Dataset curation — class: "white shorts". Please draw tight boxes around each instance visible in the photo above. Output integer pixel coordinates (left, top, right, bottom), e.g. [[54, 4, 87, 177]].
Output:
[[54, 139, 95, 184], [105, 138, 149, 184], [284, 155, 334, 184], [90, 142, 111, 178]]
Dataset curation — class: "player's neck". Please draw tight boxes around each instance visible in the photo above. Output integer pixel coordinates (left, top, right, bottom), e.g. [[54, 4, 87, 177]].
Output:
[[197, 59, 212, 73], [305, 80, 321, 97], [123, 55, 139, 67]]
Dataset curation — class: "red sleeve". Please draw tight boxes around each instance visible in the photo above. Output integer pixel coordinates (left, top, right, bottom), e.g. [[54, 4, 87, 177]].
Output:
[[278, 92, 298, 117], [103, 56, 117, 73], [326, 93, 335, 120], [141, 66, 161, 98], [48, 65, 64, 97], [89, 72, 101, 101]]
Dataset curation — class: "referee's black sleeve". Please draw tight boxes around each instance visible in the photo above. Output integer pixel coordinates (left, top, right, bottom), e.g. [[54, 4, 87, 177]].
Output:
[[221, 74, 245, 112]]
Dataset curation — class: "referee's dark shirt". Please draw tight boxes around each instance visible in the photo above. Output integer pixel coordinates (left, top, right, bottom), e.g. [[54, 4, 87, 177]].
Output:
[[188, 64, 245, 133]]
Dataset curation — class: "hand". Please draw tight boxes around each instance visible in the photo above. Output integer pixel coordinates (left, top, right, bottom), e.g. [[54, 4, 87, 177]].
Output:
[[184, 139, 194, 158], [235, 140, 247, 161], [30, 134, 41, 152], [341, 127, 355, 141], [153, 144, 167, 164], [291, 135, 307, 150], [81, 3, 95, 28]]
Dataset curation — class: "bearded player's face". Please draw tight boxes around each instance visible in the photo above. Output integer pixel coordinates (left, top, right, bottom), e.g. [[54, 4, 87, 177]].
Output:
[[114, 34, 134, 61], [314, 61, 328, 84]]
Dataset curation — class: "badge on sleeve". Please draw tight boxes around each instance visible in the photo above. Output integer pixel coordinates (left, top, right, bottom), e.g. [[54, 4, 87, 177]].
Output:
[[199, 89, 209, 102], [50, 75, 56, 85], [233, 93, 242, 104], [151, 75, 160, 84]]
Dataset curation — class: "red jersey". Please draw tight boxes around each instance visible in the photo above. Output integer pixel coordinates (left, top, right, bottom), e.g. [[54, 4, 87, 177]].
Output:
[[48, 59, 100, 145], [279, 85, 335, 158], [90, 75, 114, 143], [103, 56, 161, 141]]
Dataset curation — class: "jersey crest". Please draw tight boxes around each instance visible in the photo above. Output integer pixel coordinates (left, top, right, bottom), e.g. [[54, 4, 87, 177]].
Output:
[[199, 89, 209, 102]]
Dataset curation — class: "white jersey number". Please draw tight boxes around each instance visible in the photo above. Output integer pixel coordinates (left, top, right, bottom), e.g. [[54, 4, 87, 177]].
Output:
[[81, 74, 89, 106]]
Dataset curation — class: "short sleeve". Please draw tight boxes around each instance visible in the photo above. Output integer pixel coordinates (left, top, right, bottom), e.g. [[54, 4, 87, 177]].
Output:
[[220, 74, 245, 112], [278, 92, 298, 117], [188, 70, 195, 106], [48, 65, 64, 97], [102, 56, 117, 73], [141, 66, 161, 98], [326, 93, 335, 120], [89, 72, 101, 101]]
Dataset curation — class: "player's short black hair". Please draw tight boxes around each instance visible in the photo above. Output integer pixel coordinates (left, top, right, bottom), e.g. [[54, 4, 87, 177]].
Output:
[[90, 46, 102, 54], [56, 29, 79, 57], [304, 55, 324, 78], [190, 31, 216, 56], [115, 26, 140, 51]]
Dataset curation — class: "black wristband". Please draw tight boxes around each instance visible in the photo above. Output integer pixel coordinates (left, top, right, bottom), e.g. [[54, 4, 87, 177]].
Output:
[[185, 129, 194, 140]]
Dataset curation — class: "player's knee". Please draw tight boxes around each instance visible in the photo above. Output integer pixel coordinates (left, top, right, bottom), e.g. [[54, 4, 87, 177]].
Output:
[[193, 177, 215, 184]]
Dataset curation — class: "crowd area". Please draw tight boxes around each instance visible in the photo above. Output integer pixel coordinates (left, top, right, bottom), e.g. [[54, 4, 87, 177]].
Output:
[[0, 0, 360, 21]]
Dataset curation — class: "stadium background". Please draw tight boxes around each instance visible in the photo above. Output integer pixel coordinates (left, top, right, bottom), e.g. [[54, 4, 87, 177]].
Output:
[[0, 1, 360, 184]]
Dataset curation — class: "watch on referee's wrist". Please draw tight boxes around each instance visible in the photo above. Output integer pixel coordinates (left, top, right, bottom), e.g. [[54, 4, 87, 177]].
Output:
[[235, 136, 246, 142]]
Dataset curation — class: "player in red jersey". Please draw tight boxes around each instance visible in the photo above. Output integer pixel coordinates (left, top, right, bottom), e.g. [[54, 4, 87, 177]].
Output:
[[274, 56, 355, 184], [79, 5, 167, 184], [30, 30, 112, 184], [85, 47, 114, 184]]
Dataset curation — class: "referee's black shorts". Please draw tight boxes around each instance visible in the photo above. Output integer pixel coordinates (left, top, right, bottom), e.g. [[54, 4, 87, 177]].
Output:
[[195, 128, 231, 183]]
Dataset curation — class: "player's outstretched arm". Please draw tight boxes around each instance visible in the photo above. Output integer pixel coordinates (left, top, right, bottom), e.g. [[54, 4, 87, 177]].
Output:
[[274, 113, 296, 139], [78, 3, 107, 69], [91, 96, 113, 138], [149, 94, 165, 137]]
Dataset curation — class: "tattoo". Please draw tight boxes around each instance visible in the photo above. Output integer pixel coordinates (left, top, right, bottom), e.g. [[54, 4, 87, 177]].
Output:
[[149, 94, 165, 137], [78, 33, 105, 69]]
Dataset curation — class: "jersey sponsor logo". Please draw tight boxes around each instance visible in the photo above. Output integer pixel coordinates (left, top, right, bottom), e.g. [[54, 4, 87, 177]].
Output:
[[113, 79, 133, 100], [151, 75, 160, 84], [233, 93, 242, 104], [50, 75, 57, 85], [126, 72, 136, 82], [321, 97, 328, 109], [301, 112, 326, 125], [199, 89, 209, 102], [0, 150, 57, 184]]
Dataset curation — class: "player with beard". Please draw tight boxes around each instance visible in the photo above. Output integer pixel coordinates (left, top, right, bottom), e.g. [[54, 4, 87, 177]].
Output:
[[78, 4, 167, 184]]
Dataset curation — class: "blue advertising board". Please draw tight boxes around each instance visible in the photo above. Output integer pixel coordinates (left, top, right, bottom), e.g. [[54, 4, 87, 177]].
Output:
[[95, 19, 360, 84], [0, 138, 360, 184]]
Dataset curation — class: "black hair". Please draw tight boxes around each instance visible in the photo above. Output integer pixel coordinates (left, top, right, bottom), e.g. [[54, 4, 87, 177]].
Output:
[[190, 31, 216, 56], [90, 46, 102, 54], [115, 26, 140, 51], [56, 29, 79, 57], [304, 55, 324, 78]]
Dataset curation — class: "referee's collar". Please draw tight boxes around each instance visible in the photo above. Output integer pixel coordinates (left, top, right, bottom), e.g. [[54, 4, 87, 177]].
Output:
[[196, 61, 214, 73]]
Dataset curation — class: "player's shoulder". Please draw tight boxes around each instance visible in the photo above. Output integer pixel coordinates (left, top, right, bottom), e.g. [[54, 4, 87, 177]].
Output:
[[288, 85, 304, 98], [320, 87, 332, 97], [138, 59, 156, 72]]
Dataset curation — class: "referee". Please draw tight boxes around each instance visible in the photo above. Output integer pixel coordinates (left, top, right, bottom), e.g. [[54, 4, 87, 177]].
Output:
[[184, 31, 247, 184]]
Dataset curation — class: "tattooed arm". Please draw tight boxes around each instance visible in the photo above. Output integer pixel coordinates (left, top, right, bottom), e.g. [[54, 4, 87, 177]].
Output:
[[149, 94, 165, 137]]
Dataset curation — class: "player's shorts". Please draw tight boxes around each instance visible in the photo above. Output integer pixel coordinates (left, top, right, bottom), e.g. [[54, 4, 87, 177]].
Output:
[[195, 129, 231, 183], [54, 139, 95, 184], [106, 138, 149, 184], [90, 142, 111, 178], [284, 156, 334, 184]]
⁂
# The request
Reproduce the listing from its first line through the line that contains "[[188, 64, 245, 133]]", including that line.

# Exercise output
Dataset curation — class: "white shorts". Please draw tight boxes around each instance visible in the photo above. Output integer pixel coordinates (left, top, right, bottom), e.g. [[54, 4, 87, 177]].
Output:
[[54, 139, 95, 184], [105, 138, 149, 184], [284, 155, 334, 184], [90, 142, 111, 178]]
Dataset curation — class: "player's neck". Please draw tight boxes around each instance visible in the photo above. Output integer pixel coordinates (left, top, right, bottom), e.g. [[54, 4, 87, 177]].
Output:
[[197, 59, 212, 73], [305, 80, 321, 97], [123, 55, 139, 67]]
Dataset curation — class: "red sleeve". Please draw tight boxes around each instance visible in the photo above. Output integer pixel coordinates (left, top, right, bottom), e.g. [[54, 4, 87, 177]].
Output:
[[278, 92, 298, 117], [103, 56, 117, 73], [326, 93, 335, 120], [141, 66, 161, 98], [48, 65, 64, 97], [89, 72, 101, 101]]
Dataset curation — class: "referee's black sleeve". Please draw tight boxes around each instance visible in the photo above. Output integer pixel coordinates (left, top, right, bottom), e.g. [[54, 4, 87, 177]].
Output:
[[221, 74, 245, 112]]
Dataset curation — class: "referee's dark shirt". Please draw tight boxes around each instance visible in the photo above. Output integer pixel coordinates (left, top, right, bottom), e.g. [[54, 4, 87, 177]].
Output:
[[188, 64, 245, 133]]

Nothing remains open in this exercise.